§ THE REQUEST
Please put each line of the entries below into a JSON list of strings, one string per line, with blank lines left out.

Records of labeled boxes:
---+---

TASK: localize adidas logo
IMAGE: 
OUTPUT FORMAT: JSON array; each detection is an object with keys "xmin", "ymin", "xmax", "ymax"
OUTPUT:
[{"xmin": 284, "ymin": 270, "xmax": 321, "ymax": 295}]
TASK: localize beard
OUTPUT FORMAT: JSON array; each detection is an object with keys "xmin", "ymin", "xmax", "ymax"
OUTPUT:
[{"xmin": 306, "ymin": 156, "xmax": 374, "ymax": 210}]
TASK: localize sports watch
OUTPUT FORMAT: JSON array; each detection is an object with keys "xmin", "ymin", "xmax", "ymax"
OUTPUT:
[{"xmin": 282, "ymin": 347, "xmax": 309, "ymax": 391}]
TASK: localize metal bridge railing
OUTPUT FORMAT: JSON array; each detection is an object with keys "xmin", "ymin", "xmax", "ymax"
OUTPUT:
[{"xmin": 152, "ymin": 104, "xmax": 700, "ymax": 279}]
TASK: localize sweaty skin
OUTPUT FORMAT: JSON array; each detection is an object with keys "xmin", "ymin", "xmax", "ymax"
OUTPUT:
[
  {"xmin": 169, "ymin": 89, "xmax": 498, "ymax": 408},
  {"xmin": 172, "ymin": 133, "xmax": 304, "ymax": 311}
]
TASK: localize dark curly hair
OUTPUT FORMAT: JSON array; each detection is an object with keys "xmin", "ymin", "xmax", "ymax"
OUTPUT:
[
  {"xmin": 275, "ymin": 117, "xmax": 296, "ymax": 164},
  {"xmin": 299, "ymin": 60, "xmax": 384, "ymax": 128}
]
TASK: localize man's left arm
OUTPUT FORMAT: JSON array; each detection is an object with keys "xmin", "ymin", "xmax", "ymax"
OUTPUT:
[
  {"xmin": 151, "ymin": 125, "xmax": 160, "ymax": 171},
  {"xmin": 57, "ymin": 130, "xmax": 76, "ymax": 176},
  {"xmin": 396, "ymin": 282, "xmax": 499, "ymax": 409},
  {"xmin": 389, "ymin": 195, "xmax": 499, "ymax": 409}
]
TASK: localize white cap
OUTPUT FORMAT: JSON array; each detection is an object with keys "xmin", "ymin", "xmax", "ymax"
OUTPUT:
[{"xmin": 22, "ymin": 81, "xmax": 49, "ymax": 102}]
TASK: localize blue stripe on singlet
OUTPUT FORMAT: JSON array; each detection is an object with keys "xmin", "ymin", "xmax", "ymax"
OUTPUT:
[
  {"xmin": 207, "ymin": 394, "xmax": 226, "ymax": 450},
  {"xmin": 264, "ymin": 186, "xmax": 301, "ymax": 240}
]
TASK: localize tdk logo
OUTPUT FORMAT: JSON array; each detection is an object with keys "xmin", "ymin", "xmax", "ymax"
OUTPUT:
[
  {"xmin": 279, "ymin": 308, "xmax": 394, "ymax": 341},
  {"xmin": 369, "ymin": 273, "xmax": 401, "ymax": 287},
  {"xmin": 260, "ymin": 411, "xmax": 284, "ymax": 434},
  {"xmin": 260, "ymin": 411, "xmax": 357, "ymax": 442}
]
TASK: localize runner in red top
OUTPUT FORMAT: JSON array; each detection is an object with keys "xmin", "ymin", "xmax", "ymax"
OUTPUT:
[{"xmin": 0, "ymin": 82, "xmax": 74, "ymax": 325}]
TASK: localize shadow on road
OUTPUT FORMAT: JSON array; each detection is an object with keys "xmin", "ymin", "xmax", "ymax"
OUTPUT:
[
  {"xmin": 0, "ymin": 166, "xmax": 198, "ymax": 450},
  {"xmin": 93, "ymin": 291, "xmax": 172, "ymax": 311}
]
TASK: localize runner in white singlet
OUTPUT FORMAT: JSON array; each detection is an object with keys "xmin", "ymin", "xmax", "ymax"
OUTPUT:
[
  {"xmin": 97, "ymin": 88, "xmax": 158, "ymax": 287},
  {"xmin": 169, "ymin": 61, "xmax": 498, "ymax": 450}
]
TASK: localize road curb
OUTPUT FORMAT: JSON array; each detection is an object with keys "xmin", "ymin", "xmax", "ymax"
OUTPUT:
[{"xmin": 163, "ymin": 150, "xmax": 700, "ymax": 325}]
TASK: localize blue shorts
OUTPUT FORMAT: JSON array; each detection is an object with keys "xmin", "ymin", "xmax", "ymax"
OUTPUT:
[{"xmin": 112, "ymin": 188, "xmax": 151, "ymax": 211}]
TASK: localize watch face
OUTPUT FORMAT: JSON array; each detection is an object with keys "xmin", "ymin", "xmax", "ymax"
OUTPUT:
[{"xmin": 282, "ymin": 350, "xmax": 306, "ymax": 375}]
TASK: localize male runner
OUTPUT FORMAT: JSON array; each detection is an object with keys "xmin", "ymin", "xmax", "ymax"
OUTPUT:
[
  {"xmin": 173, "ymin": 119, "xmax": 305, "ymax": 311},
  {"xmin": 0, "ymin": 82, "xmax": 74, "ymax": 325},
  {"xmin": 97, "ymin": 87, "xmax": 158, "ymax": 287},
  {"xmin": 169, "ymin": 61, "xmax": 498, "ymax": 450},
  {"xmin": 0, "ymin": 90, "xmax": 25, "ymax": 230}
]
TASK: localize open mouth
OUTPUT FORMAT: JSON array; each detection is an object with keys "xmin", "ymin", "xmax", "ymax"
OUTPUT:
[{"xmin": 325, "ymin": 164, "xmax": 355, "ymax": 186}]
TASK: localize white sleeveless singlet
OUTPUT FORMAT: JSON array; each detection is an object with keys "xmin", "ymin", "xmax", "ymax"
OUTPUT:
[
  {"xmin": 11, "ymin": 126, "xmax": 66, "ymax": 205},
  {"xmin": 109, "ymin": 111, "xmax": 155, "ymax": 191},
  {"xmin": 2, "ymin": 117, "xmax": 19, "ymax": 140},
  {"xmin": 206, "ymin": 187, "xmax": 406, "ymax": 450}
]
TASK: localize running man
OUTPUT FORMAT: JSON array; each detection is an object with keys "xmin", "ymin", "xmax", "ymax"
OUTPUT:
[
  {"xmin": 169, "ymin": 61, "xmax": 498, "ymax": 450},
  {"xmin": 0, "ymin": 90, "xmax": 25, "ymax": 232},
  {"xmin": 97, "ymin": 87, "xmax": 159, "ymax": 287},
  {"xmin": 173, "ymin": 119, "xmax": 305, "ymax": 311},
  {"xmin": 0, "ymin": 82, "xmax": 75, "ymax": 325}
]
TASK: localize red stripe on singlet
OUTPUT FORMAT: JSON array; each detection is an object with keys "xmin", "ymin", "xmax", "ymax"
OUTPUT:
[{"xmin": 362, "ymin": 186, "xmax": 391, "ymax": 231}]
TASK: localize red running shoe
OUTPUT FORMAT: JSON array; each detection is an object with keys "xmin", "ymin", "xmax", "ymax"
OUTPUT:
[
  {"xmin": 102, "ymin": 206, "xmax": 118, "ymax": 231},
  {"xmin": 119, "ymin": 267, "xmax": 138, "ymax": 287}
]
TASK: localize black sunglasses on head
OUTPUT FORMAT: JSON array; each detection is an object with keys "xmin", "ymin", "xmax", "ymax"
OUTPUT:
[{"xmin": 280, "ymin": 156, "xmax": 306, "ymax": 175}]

---+---

§ FINAL RESULT
[
  "TASK: localize adidas logo",
  "IMAGE: ",
  "OUTPUT FORMAT: JSON array; each detection is an object with keys \"xmin\", \"ymin\", \"xmax\", \"ymax\"",
  "OUTPUT:",
  "[{\"xmin\": 284, \"ymin\": 270, \"xmax\": 321, \"ymax\": 295}]",
  "TASK: localize beard",
  "OUTPUT FORMAT: JSON array; each detection is an object with keys \"xmin\", \"ymin\", \"xmax\", \"ymax\"",
  "OUTPUT:",
  "[{\"xmin\": 306, \"ymin\": 156, \"xmax\": 374, \"ymax\": 210}]",
  "TASK: localize sports watch",
  "OUTPUT FORMAT: JSON array; each detection is an object with keys \"xmin\", \"ymin\", \"xmax\", \"ymax\"",
  "OUTPUT:",
  "[{\"xmin\": 282, \"ymin\": 347, \"xmax\": 309, \"ymax\": 391}]",
  "TASK: localize metal bridge railing",
  "OUTPUT FORMAT: JSON array; each detection is an object with keys \"xmin\", \"ymin\", \"xmax\", \"ymax\"",
  "OUTPUT:",
  "[{\"xmin\": 152, \"ymin\": 104, \"xmax\": 700, \"ymax\": 279}]",
  "TASK: localize sweaty skin",
  "OUTPUT FORMAT: JSON array; each detection is an object with keys \"xmin\", \"ymin\", \"xmax\", \"ymax\"",
  "OUTPUT:",
  "[",
  "  {\"xmin\": 169, \"ymin\": 89, \"xmax\": 498, \"ymax\": 408},",
  "  {\"xmin\": 172, \"ymin\": 133, \"xmax\": 304, \"ymax\": 311}",
  "]",
  "TASK: localize dark curly hair",
  "OUTPUT FORMAT: JSON array; each detection is an object with keys \"xmin\", \"ymin\", \"xmax\", \"ymax\"",
  "OUTPUT:",
  "[",
  "  {\"xmin\": 275, \"ymin\": 117, \"xmax\": 296, \"ymax\": 164},",
  "  {\"xmin\": 299, \"ymin\": 60, \"xmax\": 384, \"ymax\": 128}",
  "]",
  "TASK: localize man's left arm",
  "OUTPUT FORMAT: JSON array; each detection is an object with keys \"xmin\", \"ymin\", \"xmax\", \"ymax\"",
  "OUTPUT:",
  "[",
  "  {\"xmin\": 151, \"ymin\": 125, \"xmax\": 160, \"ymax\": 171},",
  "  {\"xmin\": 57, \"ymin\": 130, \"xmax\": 76, \"ymax\": 176},",
  "  {\"xmin\": 396, \"ymin\": 282, \"xmax\": 499, \"ymax\": 409},",
  "  {\"xmin\": 389, \"ymin\": 195, \"xmax\": 499, \"ymax\": 409}",
  "]",
  "TASK: localize white cap",
  "OUTPUT FORMAT: JSON array; each detection is an object with keys \"xmin\", \"ymin\", \"xmax\", \"ymax\"",
  "OUTPUT:",
  "[{\"xmin\": 22, \"ymin\": 81, \"xmax\": 49, \"ymax\": 102}]",
  "TASK: localize blue stripe on singlet",
  "OUTPUT FORMAT: JSON array; each detection is an object with keys \"xmin\", \"ymin\", \"xmax\", \"ymax\"",
  "OUTPUT:",
  "[",
  "  {\"xmin\": 207, \"ymin\": 394, \"xmax\": 226, \"ymax\": 450},",
  "  {\"xmin\": 264, \"ymin\": 186, \"xmax\": 301, \"ymax\": 240}",
  "]",
  "TASK: localize tdk logo",
  "OUTPUT FORMAT: JSON array; each detection is an object with keys \"xmin\", \"ymin\", \"xmax\", \"ymax\"",
  "OUTPUT:",
  "[",
  "  {\"xmin\": 279, \"ymin\": 308, \"xmax\": 394, \"ymax\": 341},",
  "  {\"xmin\": 369, \"ymin\": 273, \"xmax\": 401, \"ymax\": 287},",
  "  {\"xmin\": 260, \"ymin\": 411, \"xmax\": 284, \"ymax\": 434},",
  "  {\"xmin\": 260, \"ymin\": 411, \"xmax\": 357, \"ymax\": 442}",
  "]",
  "TASK: localize runner in red top",
  "OUTPUT FORMAT: JSON array; each detection is an object with keys \"xmin\", \"ymin\", \"xmax\", \"ymax\"",
  "OUTPUT:",
  "[{\"xmin\": 0, \"ymin\": 82, \"xmax\": 74, \"ymax\": 325}]",
  "TASK: localize shadow on road",
  "OUTPUT FORMAT: JSON array; each detection is an object with keys \"xmin\", \"ymin\", \"xmax\", \"ymax\"",
  "OUTPUT:",
  "[",
  "  {\"xmin\": 0, \"ymin\": 166, \"xmax\": 198, \"ymax\": 450},",
  "  {\"xmin\": 93, \"ymin\": 291, \"xmax\": 172, \"ymax\": 311}",
  "]",
  "TASK: localize runner in white singlet",
  "OUTPUT FORMAT: JSON array; each detection is an object with keys \"xmin\", \"ymin\", \"xmax\", \"ymax\"",
  "OUTPUT:",
  "[",
  "  {\"xmin\": 97, \"ymin\": 88, \"xmax\": 158, \"ymax\": 287},",
  "  {\"xmin\": 169, \"ymin\": 61, \"xmax\": 498, \"ymax\": 450}",
  "]",
  "TASK: localize road curb",
  "OUTPUT FORMAT: JSON array; each detection is an object with keys \"xmin\", \"ymin\", \"xmax\", \"ymax\"",
  "OUTPUT:",
  "[{\"xmin\": 163, \"ymin\": 150, \"xmax\": 700, \"ymax\": 325}]",
  "TASK: localize blue shorts",
  "OUTPUT FORMAT: JSON array; each detection is an object with keys \"xmin\", \"ymin\", \"xmax\", \"ymax\"",
  "OUTPUT:",
  "[{\"xmin\": 112, \"ymin\": 188, \"xmax\": 151, \"ymax\": 211}]",
  "TASK: localize watch face",
  "OUTPUT FORMAT: JSON array; each detection is an object with keys \"xmin\", \"ymin\", \"xmax\", \"ymax\"",
  "OUTPUT:",
  "[{\"xmin\": 282, \"ymin\": 350, \"xmax\": 306, \"ymax\": 375}]",
  "TASK: localize male runner",
  "OUTPUT FORMAT: JSON array; each detection is an object with keys \"xmin\", \"ymin\", \"xmax\", \"ymax\"",
  "OUTPUT:",
  "[",
  "  {\"xmin\": 173, \"ymin\": 119, \"xmax\": 305, \"ymax\": 311},",
  "  {\"xmin\": 0, \"ymin\": 82, \"xmax\": 74, \"ymax\": 325},",
  "  {\"xmin\": 97, \"ymin\": 87, \"xmax\": 158, \"ymax\": 287},",
  "  {\"xmin\": 169, \"ymin\": 61, \"xmax\": 498, \"ymax\": 450},",
  "  {\"xmin\": 0, \"ymin\": 90, \"xmax\": 25, \"ymax\": 230}",
  "]",
  "TASK: localize open mouth",
  "OUTPUT FORMAT: JSON array; each detection is an object with keys \"xmin\", \"ymin\", \"xmax\", \"ymax\"",
  "OUTPUT:",
  "[{\"xmin\": 325, \"ymin\": 164, \"xmax\": 355, \"ymax\": 186}]",
  "TASK: localize white sleeveless singlet",
  "OUTPUT FORMAT: JSON array; each detection is an object with keys \"xmin\", \"ymin\", \"xmax\", \"ymax\"",
  "OUTPUT:",
  "[",
  "  {\"xmin\": 11, \"ymin\": 126, \"xmax\": 66, \"ymax\": 205},",
  "  {\"xmin\": 109, \"ymin\": 111, \"xmax\": 155, \"ymax\": 191},",
  "  {\"xmin\": 2, \"ymin\": 117, \"xmax\": 19, \"ymax\": 140},",
  "  {\"xmin\": 206, \"ymin\": 187, \"xmax\": 406, \"ymax\": 450}",
  "]",
  "TASK: localize running man",
  "OUTPUT FORMAT: JSON array; each detection is an object with keys \"xmin\", \"ymin\", \"xmax\", \"ymax\"",
  "OUTPUT:",
  "[",
  "  {\"xmin\": 169, \"ymin\": 61, \"xmax\": 498, \"ymax\": 450},",
  "  {\"xmin\": 0, \"ymin\": 90, \"xmax\": 25, \"ymax\": 232},",
  "  {\"xmin\": 97, \"ymin\": 87, \"xmax\": 159, \"ymax\": 287},",
  "  {\"xmin\": 173, \"ymin\": 119, \"xmax\": 305, \"ymax\": 311},",
  "  {\"xmin\": 0, \"ymin\": 82, \"xmax\": 75, \"ymax\": 325}",
  "]",
  "TASK: localize red stripe on singlet",
  "OUTPUT FORMAT: JSON array; each detection is an object with keys \"xmin\", \"ymin\", \"xmax\", \"ymax\"",
  "OUTPUT:",
  "[{\"xmin\": 362, \"ymin\": 186, \"xmax\": 391, \"ymax\": 231}]",
  "TASK: localize red running shoe",
  "OUTPUT FORMAT: JSON array; each detection is an object with keys \"xmin\", \"ymin\", \"xmax\", \"ymax\"",
  "OUTPUT:",
  "[",
  "  {\"xmin\": 102, \"ymin\": 206, \"xmax\": 118, \"ymax\": 231},",
  "  {\"xmin\": 119, \"ymin\": 267, \"xmax\": 138, \"ymax\": 287}",
  "]",
  "TASK: localize black sunglasses on head",
  "OUTPUT FORMAT: JSON array; each detection is an object with keys \"xmin\", \"ymin\", \"xmax\", \"ymax\"",
  "OUTPUT:",
  "[{\"xmin\": 280, \"ymin\": 156, \"xmax\": 306, \"ymax\": 175}]"
]